EXERCISE DETAILS → Lay out the lines as a Markdown table with columns No. and Line, starting at the line that contains "where the green" and ending at the line that contains "top-left (796, 33), bottom-right (896, 274)", both included. Number each line in order and skip any blank lines.

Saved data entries
[Begin]

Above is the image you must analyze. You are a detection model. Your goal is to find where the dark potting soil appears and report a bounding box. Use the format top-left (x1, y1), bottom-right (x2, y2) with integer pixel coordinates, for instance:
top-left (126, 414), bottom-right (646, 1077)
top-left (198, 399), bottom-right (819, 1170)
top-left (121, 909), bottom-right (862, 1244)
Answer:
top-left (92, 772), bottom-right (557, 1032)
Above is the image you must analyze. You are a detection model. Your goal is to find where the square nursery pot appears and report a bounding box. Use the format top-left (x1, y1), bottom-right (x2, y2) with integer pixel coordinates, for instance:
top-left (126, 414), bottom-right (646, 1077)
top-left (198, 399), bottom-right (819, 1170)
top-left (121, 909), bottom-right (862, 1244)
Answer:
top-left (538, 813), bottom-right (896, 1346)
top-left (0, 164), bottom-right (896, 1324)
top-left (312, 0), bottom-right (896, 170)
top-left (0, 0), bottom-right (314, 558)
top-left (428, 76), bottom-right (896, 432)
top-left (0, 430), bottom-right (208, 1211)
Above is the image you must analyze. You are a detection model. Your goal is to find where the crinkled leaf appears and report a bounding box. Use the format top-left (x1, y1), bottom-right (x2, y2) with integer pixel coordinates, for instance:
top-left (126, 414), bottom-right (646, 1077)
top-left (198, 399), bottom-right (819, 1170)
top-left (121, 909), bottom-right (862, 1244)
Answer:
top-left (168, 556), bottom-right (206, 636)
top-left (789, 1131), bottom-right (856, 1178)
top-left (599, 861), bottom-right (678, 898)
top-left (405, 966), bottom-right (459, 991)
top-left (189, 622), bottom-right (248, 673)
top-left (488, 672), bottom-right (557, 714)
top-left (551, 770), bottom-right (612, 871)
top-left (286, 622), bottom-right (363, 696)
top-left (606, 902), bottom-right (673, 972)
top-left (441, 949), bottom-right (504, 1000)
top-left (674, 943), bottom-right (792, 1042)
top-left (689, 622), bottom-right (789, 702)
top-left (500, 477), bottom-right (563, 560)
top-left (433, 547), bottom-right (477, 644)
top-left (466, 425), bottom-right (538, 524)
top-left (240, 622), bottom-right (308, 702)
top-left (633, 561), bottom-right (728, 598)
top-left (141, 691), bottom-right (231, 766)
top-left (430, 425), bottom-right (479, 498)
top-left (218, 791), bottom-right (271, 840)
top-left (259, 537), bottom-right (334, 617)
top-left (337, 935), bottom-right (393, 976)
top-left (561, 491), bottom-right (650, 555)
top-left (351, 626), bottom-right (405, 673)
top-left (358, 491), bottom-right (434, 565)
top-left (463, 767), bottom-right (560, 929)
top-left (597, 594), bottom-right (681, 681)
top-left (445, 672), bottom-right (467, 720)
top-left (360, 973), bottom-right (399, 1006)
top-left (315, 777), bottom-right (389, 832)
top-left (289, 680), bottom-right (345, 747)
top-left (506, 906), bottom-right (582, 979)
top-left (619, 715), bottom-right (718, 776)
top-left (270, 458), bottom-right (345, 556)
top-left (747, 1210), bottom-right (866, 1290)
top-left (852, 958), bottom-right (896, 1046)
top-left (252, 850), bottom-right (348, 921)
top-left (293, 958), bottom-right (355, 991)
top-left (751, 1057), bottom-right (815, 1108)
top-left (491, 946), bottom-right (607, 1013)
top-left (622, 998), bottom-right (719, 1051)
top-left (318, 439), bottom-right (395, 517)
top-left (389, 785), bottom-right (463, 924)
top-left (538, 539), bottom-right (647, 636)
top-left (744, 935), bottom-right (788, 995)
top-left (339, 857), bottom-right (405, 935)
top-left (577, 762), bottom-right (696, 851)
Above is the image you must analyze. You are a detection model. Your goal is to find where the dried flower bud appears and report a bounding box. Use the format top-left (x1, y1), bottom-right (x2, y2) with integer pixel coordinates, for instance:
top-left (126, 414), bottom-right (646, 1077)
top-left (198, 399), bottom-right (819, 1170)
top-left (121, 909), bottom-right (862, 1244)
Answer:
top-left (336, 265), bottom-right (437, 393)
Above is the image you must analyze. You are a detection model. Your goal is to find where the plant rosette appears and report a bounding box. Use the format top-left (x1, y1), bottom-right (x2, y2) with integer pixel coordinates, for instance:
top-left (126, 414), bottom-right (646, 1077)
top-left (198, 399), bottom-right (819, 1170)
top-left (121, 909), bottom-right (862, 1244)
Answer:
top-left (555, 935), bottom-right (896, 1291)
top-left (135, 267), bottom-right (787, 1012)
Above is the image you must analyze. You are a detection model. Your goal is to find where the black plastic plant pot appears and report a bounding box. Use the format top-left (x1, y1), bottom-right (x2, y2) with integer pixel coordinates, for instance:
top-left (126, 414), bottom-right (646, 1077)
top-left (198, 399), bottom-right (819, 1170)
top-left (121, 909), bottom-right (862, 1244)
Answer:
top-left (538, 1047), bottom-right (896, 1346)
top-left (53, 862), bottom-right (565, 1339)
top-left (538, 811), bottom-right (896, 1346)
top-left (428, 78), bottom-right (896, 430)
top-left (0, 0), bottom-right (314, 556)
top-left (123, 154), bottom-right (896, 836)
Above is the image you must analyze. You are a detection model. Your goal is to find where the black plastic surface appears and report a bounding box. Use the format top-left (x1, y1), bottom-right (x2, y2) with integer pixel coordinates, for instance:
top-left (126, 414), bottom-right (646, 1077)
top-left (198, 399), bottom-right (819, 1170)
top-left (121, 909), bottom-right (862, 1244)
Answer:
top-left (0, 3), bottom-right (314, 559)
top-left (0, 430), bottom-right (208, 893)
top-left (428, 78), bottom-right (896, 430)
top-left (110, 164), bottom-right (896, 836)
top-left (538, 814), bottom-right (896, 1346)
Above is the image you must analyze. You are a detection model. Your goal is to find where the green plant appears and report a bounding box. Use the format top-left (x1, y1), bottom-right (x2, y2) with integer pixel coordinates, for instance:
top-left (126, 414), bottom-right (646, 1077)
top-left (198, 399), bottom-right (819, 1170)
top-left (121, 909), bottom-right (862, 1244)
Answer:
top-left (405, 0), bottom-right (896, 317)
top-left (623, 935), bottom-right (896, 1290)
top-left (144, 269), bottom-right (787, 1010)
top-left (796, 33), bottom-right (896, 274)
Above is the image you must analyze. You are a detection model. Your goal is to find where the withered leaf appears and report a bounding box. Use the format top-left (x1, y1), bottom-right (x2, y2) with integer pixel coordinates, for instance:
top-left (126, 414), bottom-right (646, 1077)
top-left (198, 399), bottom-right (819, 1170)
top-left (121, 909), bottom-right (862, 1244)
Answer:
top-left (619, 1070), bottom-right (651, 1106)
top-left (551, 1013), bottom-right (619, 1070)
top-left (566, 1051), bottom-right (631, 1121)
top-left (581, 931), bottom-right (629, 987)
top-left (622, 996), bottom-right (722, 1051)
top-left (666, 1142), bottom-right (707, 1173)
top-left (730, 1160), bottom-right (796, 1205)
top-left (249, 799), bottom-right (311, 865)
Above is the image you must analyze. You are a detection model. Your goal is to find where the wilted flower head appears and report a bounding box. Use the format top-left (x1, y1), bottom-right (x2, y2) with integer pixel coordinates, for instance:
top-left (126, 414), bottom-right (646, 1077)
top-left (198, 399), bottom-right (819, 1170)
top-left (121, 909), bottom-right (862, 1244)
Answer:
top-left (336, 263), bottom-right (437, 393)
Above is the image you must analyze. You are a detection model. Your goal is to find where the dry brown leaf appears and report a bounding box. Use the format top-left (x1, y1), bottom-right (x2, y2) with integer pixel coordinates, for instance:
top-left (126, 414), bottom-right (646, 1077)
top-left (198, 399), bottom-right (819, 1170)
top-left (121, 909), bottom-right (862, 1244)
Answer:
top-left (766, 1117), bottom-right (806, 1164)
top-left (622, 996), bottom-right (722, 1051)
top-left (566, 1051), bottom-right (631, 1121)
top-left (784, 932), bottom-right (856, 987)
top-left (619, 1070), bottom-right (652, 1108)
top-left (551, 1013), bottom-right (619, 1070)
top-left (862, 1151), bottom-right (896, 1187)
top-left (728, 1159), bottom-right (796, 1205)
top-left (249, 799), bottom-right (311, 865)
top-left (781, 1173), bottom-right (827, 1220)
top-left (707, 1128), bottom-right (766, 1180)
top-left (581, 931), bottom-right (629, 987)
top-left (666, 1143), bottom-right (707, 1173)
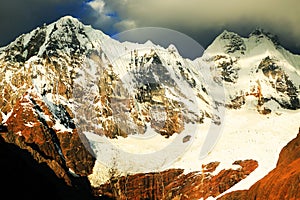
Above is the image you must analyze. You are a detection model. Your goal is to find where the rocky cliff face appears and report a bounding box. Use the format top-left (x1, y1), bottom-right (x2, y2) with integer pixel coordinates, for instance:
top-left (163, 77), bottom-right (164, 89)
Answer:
top-left (94, 160), bottom-right (258, 200)
top-left (219, 128), bottom-right (300, 200)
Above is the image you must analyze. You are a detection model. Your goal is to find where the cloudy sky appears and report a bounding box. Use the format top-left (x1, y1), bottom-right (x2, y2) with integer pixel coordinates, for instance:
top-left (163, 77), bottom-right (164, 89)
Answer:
top-left (0, 0), bottom-right (300, 54)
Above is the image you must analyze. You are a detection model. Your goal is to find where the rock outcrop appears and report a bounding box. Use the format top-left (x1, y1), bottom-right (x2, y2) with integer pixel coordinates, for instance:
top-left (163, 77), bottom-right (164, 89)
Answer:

[End]

SOLUTION FOR THIS PROBLEM →
| No. | Line |
|---|---|
| 1 | Above is the image you must analyze. You are a detection model. Your goal is to find where the green plant appears and report a bounding box. Use the format top-left (x1, y1), bottom-right (x2, y2) with integer pixel coordinates, for instance: |
| 2 | top-left (126, 414), bottom-right (646, 1077) |
| 3 | top-left (198, 399), bottom-right (819, 1170) |
| 4 | top-left (121, 909), bottom-right (862, 1244) |
| 5 | Answer: |
| 6 | top-left (405, 0), bottom-right (896, 317) |
| 7 | top-left (623, 935), bottom-right (896, 1290) |
| 8 | top-left (144, 269), bottom-right (787, 1010) |
| 9 | top-left (796, 33), bottom-right (896, 274) |